— OBJECTIVE —
Would you write out the listing verbatim and skip every picture in it?

— LISTED ENTRIES —
▼

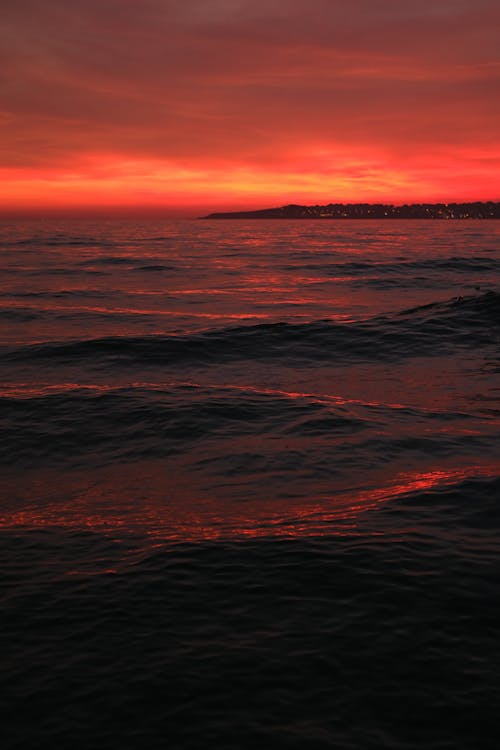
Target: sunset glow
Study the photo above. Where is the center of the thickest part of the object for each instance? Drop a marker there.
(220, 104)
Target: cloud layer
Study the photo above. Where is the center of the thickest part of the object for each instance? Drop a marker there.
(230, 101)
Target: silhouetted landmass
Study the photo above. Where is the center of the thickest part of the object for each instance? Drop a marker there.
(478, 210)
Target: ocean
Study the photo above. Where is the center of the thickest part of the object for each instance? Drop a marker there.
(250, 484)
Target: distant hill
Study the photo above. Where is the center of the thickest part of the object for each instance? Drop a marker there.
(478, 210)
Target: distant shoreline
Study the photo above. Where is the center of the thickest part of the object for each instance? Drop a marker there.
(476, 210)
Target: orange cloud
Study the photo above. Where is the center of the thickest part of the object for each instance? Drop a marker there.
(238, 103)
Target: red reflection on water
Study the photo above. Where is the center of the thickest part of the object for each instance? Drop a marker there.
(137, 501)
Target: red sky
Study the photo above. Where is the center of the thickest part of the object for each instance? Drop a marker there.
(227, 103)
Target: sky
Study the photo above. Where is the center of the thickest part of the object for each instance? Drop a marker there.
(189, 105)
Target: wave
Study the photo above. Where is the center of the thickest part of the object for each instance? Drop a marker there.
(429, 330)
(321, 435)
(455, 264)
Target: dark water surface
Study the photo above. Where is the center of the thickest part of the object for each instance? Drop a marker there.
(250, 484)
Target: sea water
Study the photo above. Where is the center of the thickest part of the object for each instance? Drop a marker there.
(250, 483)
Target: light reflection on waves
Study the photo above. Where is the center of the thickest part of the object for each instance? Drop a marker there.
(106, 508)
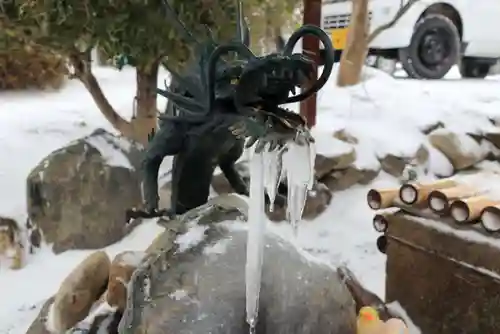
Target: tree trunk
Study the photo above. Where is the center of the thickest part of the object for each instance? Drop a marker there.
(354, 55)
(146, 113)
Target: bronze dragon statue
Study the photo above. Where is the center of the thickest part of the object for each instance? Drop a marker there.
(218, 104)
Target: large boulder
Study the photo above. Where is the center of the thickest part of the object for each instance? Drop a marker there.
(78, 195)
(461, 149)
(193, 281)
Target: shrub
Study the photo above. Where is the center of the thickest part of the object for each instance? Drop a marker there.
(28, 67)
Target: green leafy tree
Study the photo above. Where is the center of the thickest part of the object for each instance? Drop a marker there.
(138, 29)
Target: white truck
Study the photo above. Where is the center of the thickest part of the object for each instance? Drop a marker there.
(431, 37)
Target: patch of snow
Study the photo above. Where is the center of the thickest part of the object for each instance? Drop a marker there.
(179, 295)
(53, 323)
(192, 237)
(490, 221)
(102, 308)
(109, 152)
(396, 308)
(219, 247)
(387, 115)
(439, 164)
(131, 258)
(329, 146)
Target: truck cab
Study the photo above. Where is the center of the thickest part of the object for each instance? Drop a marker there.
(429, 38)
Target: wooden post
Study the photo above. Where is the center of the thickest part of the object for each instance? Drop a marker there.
(310, 47)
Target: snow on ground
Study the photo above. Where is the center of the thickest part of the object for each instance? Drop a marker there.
(384, 113)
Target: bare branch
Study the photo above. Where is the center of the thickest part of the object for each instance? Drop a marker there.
(402, 10)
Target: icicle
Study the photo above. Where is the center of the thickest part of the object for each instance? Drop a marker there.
(256, 237)
(272, 173)
(298, 161)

▲

— EXERCISE RESPONSE —
Target: sunset glow
Study the photo above. Where is the center of the thickest part of the object for each instance? Drop a marker there.
(220, 104)
Target: cloud layer
Study the photo above. Where is the center of the thickest part of the object for each instance? Drop a marker there.
(230, 101)
Target: silhouetted landmass
Study the photo above. Where is the center of the thickest part of the object for each instance? Drop a marker there.
(478, 210)
Target: ocean
Study the photo above. Where is the center of the thickest part of the object for each instance? Drop a marker there.
(250, 484)
Target: distant hill
Study the photo above. Where is the center of the thickest part of the object for each instance? Drop a marker there.
(478, 210)
Target: distant shoreline
Study the photo above. Where is the center of the thickest part of the object for each instance? Drop a marker there.
(476, 210)
Target: orange cloud
Study the photo above. Where is the center of the thickest part of the object for each instance? Drop a marker there.
(238, 103)
Target: red reflection on water
Study the photo above. Where is the center of the thickest part of the object for each instance? Drop a marker there.
(137, 501)
Target: red sky
Study the photo above. Where is the center of the thickest part of the object for each instance? Drop a marker there.
(227, 103)
Target: sky
Study the photo above. Where is the center of the thickest part of the object for each instance? Drop a marker there.
(189, 105)
Target: wave
Study the photo above. Where is the center of the thickest part of the object for each instance? Drop a marker there.
(429, 330)
(321, 435)
(455, 264)
Target: dark water surface
Study the photo above. Where is the center of the thickest part of the object for each instance? Drop a marker there.
(250, 484)
Target: sea water
Study the photo above. Where is the center of the thickest part of the object for each instance? Drop a marker there.
(250, 483)
Target: light reflection on waves
Study the photo above. Where is the center of the thickest part of the object for each instance? Drop a marker there.
(106, 508)
Target: tree trunk
Study the photo above. Where is the center of the thickest part of the object for each instance? Drop a marker there.
(354, 55)
(146, 113)
Target: bronze dragon statue
Study the photo above. Where is the center of the thickest part of the object for each instance? Drop a marker there.
(218, 104)
Target: large boulder
Study the photo above. Where is the center of the thickest part of the object for each instance? Drop a marker there.
(78, 195)
(461, 149)
(193, 281)
Target: shrub
Study the photo above. Where is the center of the thickest part of the object for each instance? Drop a marker there.
(28, 67)
Target: green leafy tree
Study the photo above. Where is the center of the thickest part of the object for each instance? Drop a marker there.
(138, 29)
Target: white truck
Study the photo above. Where is the center of the thickest part of the object for each instance? Drop a marker there.
(431, 37)
Target: patch of snow
Study the photo above. Where is the center of the thickest part of the object for each instance? Drop a marker there.
(179, 295)
(53, 323)
(192, 237)
(490, 221)
(102, 308)
(109, 152)
(396, 308)
(219, 247)
(387, 115)
(439, 164)
(131, 258)
(329, 146)
Target: truck cab
Study the photo above. Where is the center of the thickest part of the object for each instance? Drop a marker there.
(429, 38)
Target: wooden post
Study the photo above. Where is the center of the thickest part of the object for each instance? Drop a marker there.
(310, 47)
Target: snow on ground
Study the photo above. Where is the center of the thickest part of the object for each instance? Drop a marker there.
(384, 113)
Target: bare branch
Study the photo above. Where is the center of the thickest part of the object for each instance? Drop a marker there.
(402, 10)
Target: icicle
Study the photo above. Where is the center of the thickest part of the object for each instance? Drop a marker there.
(256, 237)
(272, 173)
(298, 161)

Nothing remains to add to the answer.